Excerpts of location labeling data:
>> BEGIN
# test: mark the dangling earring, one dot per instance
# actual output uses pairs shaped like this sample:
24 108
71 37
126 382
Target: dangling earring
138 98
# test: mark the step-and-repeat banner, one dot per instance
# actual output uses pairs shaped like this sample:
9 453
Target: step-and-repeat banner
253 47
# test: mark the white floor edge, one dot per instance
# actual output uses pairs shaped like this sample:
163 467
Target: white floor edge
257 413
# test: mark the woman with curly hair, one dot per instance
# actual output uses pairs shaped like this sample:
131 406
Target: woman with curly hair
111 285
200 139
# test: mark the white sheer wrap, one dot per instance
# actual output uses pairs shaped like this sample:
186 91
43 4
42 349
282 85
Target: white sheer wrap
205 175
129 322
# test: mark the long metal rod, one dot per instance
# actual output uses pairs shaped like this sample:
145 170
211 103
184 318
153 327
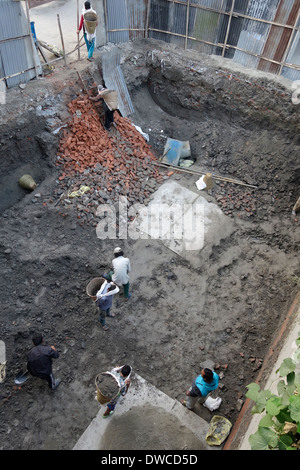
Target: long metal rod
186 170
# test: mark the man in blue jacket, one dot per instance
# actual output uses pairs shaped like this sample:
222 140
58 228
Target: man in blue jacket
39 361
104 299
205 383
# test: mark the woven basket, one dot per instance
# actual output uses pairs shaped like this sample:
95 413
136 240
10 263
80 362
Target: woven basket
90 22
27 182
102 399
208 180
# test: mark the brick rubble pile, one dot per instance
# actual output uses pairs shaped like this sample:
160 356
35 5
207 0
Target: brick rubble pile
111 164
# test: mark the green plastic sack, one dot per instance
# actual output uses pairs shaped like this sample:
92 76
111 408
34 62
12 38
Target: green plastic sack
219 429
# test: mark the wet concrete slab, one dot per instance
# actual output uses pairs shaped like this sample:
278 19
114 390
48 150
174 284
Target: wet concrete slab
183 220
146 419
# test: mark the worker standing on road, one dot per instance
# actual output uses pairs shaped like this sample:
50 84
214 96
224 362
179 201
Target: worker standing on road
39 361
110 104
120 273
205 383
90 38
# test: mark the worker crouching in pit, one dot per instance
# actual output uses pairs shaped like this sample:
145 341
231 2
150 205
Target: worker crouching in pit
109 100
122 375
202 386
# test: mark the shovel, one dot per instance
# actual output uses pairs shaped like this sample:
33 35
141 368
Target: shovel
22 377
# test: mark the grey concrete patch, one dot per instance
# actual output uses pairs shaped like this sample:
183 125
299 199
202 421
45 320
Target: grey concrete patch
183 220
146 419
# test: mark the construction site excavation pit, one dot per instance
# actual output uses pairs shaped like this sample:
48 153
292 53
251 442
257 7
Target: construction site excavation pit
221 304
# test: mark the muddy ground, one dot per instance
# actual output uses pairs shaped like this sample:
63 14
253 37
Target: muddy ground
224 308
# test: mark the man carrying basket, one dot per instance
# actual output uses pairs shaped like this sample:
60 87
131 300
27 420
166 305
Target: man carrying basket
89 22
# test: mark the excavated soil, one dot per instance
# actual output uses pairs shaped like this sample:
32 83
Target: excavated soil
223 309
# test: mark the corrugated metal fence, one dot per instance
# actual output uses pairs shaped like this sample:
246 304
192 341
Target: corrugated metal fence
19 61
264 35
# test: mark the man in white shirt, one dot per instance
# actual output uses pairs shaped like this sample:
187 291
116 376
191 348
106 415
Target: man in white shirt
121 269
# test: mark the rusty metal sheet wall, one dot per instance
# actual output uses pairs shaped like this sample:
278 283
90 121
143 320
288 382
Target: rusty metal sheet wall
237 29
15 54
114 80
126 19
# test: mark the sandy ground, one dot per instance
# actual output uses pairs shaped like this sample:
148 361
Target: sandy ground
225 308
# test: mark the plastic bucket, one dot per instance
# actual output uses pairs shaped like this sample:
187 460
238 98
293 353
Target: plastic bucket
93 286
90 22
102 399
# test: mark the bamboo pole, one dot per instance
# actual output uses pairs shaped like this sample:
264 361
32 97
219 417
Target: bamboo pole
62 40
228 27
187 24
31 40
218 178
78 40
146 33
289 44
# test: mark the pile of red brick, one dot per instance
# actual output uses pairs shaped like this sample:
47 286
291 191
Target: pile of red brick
>> END
TASK DIRECTIONS: Retype every one of the rows above character for character, omitting the pictures from your copy.

THE OUTPUT:
# test: mark the dangling earring, one dot per instance
# actual output uses pairs shaped like this sample:
24 108
71 37
126 382
Target: dangling earring
138 98
# test: mark the step-and-repeat banner, one dot per instance
# actual output uses pairs shaped like this sample:
9 453
Target: step-and-repeat banner
253 47
# test: mark the white floor edge, one dot per instance
# actual output uses pairs shaped like this sample:
163 467
Target: white floor edge
257 413
# test: mark the woman with curly hair, one dot per instance
# actual output uses pairs shaped like this sample:
131 406
Target: woman with curly hair
111 285
200 139
# test: mark the white sheer wrap, one dot per instance
# actual output uses pairs shaped like this sample:
186 91
43 4
42 349
282 85
Target: white sheer wrap
205 175
129 322
# test: mark the long metal rod, one dot per instance
# actual output uses pairs shaped like this sample:
145 170
211 103
184 318
153 327
Target: long metal rod
186 170
# test: mark the man in blue jacket, one dot per instance
# actual output uses pairs shaped like this sample:
222 140
58 228
Target: man in blue jacket
39 361
104 299
205 383
# test: mark the woven basket, one dot per instance
# actual output uses pairs shaped like this sample:
95 413
136 240
10 263
80 362
Target: woven basket
90 22
27 182
102 399
208 180
# test: mark the brick rubble pile, one dot per instance
# actual output uses pairs shaped like this sample:
160 356
35 5
207 0
Target: brick rubble pile
111 164
# test: mark the green plastic sack, one dot per instance
# actual output uses pairs shaped like this sample:
92 76
111 408
34 62
12 38
Target: green plastic sack
219 429
# test: mark the wet concrete slab, one dot per instance
# actual output uses pairs shaped like this sample:
278 19
114 390
48 150
174 284
Target: wet concrete slab
183 220
146 419
# test: mark the worker standing on road, one dot per instance
# actual output uses pairs shaped like this sample:
50 84
214 96
224 362
179 201
Target: worker standing on road
39 361
110 104
120 273
205 383
90 38
# test: mark the worker crouching in pit, one dot per instance
# actual output uses pairs shaped like this sample:
145 341
231 2
150 205
Target: worker crouching in pit
109 100
122 375
202 386
# test: mark the shovel, one dot per instance
# actual output uses pairs shaped like this sample:
33 35
141 368
Target: shovel
22 377
# test: mark the grey concrete patch, one dot per instance
# actual output uses pairs shaped like this sample:
183 125
299 199
202 421
45 320
Target: grey concrete patch
183 220
146 419
# test: mark the construction site excavation pit, one dot per instance
# actual output uses pairs shaped like this sample:
48 153
292 53
251 442
257 7
Target: construction site excavation pit
221 304
# test: mark the muddy ground, one dot per instance
# actual output uses pairs shaped like this sample:
63 14
253 37
Target: muddy ground
224 308
# test: mark the man carrying basket, one dot per instance
# actual output uses pairs shaped like this sample:
60 87
131 300
27 420
166 305
Target: man carrying basket
89 22
# test: mark the excavated soil, one dot per instance
# actual output uses pairs shaped like this sample:
32 83
Target: excavated soil
223 309
# test: mark the corrugated metal fence, one dot per instance
# actual output uses pairs shaped like this sample:
246 304
192 341
Target: corrugated metal fence
19 61
264 35
# test: mark the man in white shirt, one dot per instance
# actual output uses pairs shaped like this sample:
187 291
116 376
191 348
106 415
Target: man in white shirt
121 269
# test: mark the rusty metal sheet wall, one dot per instance
# actual output uses pairs shaped like this sample:
278 283
90 121
143 320
288 382
Target: rusty metal sheet wall
237 29
15 54
114 80
126 19
# test: mark the sandy ground, one dot per instance
# actual output uses pairs shaped like this sample:
148 361
Target: sandy ground
225 308
# test: mark the plastic bucket, one dot per instance
# actual output uses pairs shaped like this sample:
187 460
238 98
293 353
Target: plastic bucket
93 286
90 22
102 399
# test: mark the bamboo pole, one dot per instance
# actual output uses pairs shaped like this sample:
264 361
32 97
219 417
Target: bamboo pole
62 40
228 27
187 24
31 40
218 178
78 40
146 33
289 44
# test: mark the pile of red brick, one dot per instance
# actual output uses pairs shaped like this sample:
47 286
291 191
Target: pile of red brick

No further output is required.